Recorded data:
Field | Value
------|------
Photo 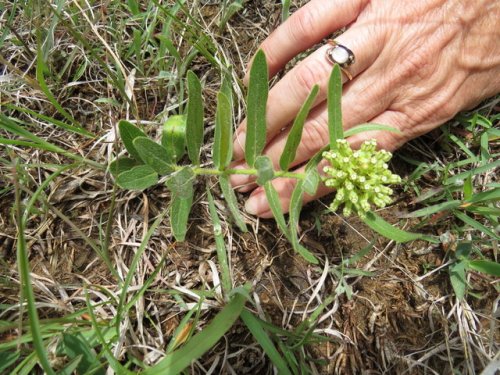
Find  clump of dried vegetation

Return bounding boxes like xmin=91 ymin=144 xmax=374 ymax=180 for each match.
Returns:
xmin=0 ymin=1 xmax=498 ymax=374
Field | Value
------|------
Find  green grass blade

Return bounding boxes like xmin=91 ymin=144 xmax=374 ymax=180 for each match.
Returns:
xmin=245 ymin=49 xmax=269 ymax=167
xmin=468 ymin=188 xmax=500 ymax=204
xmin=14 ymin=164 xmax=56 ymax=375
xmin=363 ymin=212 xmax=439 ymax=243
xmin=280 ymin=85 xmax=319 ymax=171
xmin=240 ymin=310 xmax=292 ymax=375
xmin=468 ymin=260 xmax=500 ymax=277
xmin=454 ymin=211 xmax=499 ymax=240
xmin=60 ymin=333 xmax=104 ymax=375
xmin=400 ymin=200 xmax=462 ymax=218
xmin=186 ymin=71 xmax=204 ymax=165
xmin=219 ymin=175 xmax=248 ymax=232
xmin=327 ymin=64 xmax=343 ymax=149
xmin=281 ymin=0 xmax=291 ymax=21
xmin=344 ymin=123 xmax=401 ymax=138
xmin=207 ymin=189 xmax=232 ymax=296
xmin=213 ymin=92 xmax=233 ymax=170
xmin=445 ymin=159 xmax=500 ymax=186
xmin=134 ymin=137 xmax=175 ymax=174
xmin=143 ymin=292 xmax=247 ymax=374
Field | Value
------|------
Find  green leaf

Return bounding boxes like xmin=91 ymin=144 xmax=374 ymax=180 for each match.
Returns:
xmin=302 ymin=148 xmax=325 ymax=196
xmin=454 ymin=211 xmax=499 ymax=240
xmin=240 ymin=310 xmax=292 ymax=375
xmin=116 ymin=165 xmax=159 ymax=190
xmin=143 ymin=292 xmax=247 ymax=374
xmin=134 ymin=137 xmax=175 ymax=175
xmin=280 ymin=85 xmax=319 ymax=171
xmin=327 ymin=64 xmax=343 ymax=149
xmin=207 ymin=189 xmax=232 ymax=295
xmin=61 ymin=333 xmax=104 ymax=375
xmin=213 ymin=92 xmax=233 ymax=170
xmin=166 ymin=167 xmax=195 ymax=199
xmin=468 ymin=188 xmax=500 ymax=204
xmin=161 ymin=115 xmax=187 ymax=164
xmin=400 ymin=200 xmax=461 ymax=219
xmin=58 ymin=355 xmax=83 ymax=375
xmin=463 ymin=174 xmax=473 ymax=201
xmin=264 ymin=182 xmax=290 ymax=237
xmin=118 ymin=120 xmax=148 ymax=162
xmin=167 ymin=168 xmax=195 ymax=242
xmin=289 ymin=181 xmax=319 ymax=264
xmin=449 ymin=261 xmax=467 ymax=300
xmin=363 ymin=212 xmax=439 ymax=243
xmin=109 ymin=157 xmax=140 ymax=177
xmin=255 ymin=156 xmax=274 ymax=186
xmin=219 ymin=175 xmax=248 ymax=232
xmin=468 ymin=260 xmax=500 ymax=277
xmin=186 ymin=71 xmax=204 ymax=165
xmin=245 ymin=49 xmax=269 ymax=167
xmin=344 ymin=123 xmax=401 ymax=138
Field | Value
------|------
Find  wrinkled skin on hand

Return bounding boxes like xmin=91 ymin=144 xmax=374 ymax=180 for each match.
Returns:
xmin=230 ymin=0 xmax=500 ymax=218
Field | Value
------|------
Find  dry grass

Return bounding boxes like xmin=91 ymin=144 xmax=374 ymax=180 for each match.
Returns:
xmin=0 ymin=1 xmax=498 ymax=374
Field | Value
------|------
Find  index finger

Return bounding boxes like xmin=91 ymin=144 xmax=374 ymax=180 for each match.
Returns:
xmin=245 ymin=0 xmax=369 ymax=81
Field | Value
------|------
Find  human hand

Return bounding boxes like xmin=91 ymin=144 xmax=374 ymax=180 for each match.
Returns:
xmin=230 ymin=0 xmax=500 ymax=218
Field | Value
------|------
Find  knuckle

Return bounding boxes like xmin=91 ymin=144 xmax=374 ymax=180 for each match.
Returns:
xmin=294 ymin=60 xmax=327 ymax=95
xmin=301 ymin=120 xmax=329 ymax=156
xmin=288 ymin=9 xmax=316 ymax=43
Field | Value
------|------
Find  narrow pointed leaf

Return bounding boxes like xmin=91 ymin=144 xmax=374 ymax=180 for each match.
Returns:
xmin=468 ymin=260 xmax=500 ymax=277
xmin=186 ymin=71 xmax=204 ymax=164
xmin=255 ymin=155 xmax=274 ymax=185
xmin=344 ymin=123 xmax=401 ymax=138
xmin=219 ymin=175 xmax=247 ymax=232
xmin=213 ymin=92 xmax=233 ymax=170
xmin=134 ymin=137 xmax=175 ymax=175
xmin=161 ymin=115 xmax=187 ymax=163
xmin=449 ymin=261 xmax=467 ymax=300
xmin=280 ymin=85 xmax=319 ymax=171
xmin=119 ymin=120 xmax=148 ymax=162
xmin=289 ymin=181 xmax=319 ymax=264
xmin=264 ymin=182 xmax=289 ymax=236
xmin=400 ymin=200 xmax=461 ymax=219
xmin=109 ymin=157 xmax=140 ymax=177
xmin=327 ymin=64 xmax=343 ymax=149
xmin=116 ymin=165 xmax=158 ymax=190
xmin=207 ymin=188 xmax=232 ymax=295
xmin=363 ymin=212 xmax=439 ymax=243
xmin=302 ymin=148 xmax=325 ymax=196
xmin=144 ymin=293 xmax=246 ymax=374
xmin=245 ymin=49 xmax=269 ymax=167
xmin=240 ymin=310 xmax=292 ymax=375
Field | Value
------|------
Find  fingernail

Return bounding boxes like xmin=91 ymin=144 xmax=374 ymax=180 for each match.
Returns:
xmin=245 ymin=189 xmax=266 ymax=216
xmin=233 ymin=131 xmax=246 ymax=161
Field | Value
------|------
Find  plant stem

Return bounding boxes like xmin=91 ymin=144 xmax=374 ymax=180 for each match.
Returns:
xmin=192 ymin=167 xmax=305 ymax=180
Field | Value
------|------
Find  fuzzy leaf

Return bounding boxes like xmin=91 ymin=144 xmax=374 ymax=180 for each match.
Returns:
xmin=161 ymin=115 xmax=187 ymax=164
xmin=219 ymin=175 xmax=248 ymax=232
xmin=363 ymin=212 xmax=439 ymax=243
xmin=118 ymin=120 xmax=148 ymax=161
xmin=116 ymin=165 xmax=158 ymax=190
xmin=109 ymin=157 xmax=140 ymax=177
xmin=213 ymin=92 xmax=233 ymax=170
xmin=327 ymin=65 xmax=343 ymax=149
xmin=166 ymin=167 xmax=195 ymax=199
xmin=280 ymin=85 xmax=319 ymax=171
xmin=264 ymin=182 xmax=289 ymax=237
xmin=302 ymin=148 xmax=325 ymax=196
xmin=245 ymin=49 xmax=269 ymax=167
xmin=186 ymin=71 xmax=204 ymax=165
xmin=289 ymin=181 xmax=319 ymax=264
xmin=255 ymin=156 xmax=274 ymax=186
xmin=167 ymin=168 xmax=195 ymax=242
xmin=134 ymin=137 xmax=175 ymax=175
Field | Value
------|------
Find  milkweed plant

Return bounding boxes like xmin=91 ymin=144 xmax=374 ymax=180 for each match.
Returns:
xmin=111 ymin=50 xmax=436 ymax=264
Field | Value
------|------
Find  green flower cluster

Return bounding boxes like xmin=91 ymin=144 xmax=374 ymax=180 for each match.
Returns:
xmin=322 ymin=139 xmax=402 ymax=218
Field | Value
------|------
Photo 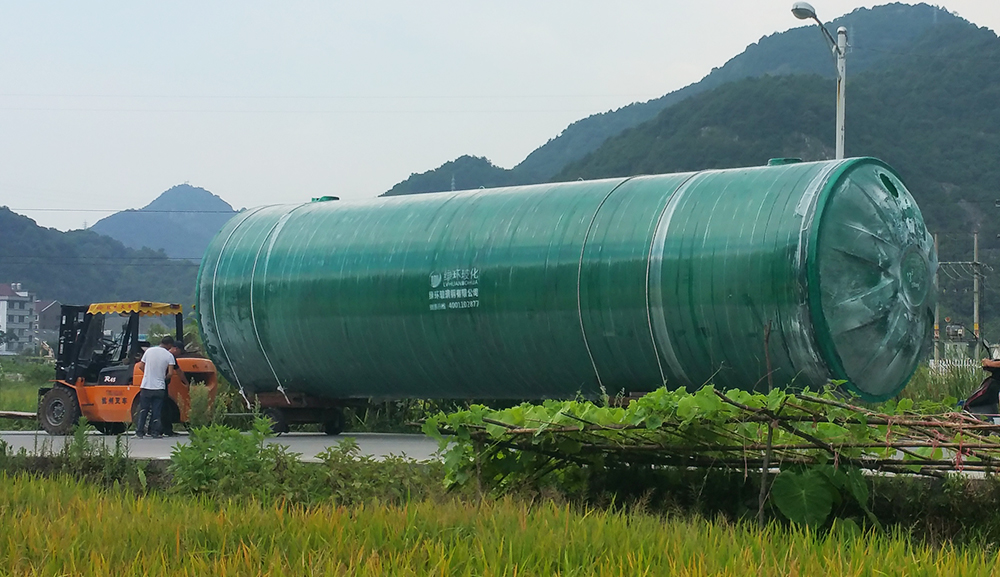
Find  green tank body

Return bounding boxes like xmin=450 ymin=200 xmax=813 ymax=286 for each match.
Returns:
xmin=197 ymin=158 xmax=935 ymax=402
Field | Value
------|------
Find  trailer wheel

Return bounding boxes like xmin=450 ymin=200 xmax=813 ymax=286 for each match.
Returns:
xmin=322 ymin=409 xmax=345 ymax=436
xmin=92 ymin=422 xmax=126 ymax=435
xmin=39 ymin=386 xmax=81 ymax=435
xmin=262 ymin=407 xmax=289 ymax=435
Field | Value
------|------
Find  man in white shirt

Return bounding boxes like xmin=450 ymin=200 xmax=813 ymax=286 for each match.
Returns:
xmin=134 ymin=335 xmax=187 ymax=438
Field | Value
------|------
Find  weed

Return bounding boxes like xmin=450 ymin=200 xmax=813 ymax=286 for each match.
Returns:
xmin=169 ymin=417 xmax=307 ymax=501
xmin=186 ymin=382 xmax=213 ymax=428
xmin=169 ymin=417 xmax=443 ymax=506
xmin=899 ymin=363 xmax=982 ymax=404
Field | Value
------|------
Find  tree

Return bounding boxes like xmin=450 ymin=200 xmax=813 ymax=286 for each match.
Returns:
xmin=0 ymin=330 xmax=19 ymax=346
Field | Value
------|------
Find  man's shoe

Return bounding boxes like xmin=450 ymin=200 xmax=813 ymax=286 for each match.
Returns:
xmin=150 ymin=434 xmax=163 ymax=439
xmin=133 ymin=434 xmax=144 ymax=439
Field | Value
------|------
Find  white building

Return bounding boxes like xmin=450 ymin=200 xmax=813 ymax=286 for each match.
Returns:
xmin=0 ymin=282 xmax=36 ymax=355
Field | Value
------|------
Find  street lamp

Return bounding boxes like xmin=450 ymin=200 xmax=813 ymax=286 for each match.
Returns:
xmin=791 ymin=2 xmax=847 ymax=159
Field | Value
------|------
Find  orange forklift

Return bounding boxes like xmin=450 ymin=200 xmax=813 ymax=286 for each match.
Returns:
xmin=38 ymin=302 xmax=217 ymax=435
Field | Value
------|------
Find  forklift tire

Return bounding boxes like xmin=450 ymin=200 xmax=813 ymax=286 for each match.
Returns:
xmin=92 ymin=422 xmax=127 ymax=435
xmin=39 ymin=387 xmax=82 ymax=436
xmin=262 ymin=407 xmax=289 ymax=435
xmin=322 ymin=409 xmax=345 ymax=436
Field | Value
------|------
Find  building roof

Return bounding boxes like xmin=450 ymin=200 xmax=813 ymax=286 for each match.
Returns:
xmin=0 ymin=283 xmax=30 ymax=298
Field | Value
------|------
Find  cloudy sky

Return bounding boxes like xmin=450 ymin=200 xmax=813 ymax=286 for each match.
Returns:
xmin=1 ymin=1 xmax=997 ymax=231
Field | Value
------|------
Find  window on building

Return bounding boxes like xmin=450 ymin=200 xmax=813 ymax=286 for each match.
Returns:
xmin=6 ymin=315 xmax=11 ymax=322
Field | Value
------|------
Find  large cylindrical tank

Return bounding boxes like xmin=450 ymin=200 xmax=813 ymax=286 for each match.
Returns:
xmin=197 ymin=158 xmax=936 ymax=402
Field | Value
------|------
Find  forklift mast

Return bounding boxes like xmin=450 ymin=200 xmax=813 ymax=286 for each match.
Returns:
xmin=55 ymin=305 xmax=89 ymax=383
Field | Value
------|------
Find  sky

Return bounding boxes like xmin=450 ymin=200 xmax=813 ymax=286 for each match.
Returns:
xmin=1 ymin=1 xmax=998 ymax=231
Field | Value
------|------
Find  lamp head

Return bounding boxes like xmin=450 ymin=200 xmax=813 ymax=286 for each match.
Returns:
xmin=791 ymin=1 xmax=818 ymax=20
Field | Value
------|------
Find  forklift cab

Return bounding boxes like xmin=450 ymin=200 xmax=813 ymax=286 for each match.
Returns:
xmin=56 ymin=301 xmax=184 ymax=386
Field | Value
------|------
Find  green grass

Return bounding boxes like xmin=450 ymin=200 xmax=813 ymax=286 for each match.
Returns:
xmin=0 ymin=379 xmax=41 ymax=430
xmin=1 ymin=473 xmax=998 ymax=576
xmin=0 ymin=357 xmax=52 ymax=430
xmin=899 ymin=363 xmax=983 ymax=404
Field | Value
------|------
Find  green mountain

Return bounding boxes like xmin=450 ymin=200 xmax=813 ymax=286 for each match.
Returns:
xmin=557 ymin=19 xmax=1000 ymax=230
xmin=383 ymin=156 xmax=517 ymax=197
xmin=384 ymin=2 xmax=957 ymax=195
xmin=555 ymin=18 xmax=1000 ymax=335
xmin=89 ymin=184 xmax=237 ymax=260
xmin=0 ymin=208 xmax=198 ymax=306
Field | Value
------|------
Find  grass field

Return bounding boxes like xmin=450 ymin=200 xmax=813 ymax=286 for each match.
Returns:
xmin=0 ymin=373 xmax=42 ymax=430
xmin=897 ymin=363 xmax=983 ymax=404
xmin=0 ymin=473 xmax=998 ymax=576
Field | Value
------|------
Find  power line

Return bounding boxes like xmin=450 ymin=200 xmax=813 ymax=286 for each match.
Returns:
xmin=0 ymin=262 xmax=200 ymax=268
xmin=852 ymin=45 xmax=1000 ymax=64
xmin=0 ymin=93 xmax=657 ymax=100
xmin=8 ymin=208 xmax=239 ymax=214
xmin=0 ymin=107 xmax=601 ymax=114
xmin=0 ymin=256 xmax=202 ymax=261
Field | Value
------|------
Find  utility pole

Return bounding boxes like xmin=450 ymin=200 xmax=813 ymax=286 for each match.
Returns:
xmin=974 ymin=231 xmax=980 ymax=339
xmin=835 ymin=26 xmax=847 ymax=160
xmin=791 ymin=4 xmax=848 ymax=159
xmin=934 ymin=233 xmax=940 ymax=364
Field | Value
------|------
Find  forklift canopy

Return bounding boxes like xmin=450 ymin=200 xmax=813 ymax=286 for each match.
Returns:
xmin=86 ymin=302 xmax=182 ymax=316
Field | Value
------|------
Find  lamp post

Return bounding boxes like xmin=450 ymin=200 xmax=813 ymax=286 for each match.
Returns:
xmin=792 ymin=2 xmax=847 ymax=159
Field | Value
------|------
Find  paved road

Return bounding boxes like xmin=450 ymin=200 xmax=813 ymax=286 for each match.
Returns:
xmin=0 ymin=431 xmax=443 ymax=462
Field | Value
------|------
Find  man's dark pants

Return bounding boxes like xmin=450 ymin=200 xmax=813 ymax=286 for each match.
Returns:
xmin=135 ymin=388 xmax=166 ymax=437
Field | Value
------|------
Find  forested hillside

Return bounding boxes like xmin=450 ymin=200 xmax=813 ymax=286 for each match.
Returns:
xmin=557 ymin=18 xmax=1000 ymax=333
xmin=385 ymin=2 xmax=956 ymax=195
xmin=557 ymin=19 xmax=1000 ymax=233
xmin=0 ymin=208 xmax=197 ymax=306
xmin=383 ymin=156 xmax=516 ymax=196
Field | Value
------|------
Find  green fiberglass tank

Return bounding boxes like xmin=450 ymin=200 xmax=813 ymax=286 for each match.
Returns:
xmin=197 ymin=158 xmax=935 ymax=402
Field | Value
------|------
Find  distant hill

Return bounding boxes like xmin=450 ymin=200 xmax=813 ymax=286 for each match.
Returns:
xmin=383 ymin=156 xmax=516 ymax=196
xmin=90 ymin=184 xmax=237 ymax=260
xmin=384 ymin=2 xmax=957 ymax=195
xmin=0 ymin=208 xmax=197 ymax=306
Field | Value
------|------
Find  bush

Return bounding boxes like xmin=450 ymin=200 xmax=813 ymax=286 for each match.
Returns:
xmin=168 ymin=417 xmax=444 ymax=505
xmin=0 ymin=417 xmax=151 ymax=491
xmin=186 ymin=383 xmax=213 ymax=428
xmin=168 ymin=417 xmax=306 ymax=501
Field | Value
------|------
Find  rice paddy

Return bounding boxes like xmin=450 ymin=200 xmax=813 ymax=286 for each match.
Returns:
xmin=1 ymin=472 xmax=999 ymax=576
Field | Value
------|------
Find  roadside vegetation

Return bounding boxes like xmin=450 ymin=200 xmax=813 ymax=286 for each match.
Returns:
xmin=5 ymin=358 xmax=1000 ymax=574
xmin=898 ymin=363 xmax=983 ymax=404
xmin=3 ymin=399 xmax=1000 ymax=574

What the task asks: Across the listing above, how many lines include the string "leaf"? Answer with a single number.

Solution for this task: 3